Set the whole listing down again, word for word, with no pictures.

+ + + + + + +

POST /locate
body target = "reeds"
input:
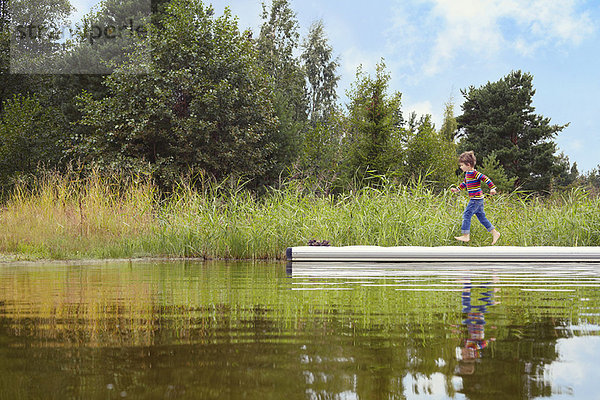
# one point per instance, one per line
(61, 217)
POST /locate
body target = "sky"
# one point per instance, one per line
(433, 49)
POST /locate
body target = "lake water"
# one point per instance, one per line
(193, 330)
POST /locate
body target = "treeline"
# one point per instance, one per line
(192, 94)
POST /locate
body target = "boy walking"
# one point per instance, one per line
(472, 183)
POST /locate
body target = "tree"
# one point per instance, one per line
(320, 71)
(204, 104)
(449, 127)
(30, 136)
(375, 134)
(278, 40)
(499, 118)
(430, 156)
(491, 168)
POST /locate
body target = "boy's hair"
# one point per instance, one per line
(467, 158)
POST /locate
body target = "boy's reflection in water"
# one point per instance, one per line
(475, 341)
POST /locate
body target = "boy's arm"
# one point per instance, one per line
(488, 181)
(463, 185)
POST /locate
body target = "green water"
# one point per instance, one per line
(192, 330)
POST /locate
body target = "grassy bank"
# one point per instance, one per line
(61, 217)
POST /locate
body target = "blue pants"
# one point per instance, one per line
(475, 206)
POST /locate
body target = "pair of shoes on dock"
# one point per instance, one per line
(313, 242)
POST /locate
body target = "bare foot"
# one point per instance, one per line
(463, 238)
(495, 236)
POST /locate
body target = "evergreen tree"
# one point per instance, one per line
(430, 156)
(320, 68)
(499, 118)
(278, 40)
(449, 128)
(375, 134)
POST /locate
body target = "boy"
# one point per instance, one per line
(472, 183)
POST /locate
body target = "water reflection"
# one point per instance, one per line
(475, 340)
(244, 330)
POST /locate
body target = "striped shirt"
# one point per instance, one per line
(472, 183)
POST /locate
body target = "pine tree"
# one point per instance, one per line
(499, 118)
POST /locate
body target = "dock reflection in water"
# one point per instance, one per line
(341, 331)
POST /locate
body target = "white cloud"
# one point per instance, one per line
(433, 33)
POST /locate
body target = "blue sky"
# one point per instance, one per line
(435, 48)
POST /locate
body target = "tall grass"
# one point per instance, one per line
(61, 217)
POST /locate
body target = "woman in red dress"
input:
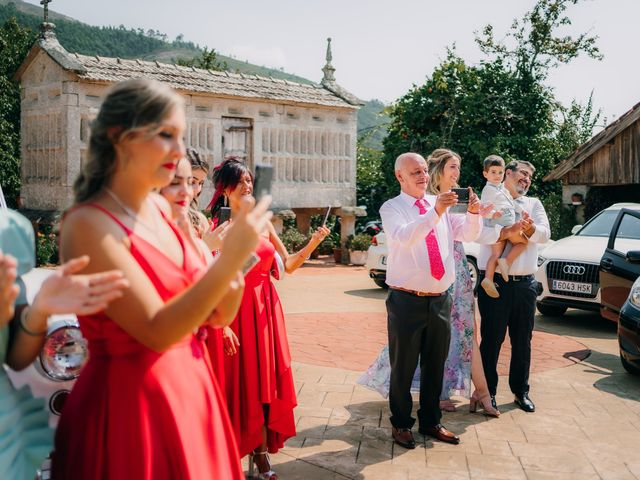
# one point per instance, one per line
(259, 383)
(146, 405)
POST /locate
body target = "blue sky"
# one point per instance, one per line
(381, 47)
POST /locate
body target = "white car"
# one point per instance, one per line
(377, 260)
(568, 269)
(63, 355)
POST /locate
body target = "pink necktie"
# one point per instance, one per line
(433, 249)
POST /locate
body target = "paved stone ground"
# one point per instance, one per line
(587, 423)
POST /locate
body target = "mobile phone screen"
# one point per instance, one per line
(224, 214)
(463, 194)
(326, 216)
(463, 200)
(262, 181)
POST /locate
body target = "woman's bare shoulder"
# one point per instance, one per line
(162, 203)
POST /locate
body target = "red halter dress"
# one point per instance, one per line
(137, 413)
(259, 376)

+ + + + + + +

**Exercise solution:**
POST /locate
body target = "reeds"
input:
# one point per instance, one per line
(61, 217)
POST /locate
body target = "sky"
# one point per instance, one per line
(433, 49)
POST /locate
body target = "lake water"
# one point per instance, one per line
(193, 330)
POST /locate
body target = "treeline"
# one point per instance, one per line
(192, 94)
POST /locate
body target = "boy walking"
# one point per instance, one per line
(472, 183)
POST /locate
body target = "tree"
# one point per instance, one per line
(320, 71)
(204, 104)
(449, 127)
(30, 136)
(375, 134)
(278, 40)
(499, 118)
(430, 156)
(491, 168)
POST /locate
body target = "boy's hair"
# one point per instance, one per line
(467, 158)
POST /locate
body target = "boy's reflection in water"
# one point per instance, one per line
(475, 341)
POST /locate
body target = "boy's arm"
# one point per instance, one per line
(488, 181)
(463, 185)
POST /locate
body target = "green water"
# one point per instance, one per line
(192, 330)
POST /locate
body target = "grassy bank"
# one point per instance, one per line
(61, 217)
POST /locate
body target = "blue pants"
# one point per instance, one per line
(475, 206)
POST /locate
body target = "pair of shoes on dock"
# one point per instance, one per line
(313, 242)
POST /locate
body target = "bare foot"
# one point per instance, one per line
(463, 238)
(495, 236)
POST /locate
body target = "evergreen tree"
# one point per instance, one per line
(430, 156)
(320, 68)
(499, 118)
(278, 40)
(449, 128)
(375, 134)
POST /locate
body target = "boy"
# one point per instance, one per line
(472, 183)
POST /locate
body target = "water reflection"
# one point per instance, one per line
(475, 340)
(244, 330)
POST /locate
body target = "striped shirt"
# one point per instance, one per line
(472, 183)
POST /locate
body target = "pine tree"
# one point per instance, one per line
(499, 118)
POST /locate
body target = "dock reflection in water"
# one point per instance, one per line
(341, 331)
POST /locate
body target = "white cloud"
# one point per instance, one per line
(433, 33)
POST /locate
body target = "blue sky"
# one point per instance, one per line
(435, 48)
POST /locate
body target = "tall grass"
# one point per instance, one per line
(61, 217)
POST /locate
body target = "woman in red dress"
input:
# one point per instance, one per line
(259, 383)
(146, 405)
POST /locate
body target = "blue sky"
# one point per instance, one per line
(381, 47)
POST /locate
body target = "white car"
# one point per instance, one per line
(377, 260)
(568, 269)
(63, 355)
POST /locate
body target = "pink necktie"
# one point per instance, one per line
(433, 249)
POST /locate
body target = "paved stone ground"
# one point per instance, one per line
(587, 423)
POST /locate
body target = "mobile phone screen"
# one point per instance, one per line
(224, 214)
(463, 194)
(326, 216)
(463, 200)
(262, 181)
POST /locate
body target = "woman's bare shoulder"
# one point per instance, one per line
(162, 203)
POST /locate
body target = "red halter dress"
# one point per instance, one per line
(137, 413)
(259, 376)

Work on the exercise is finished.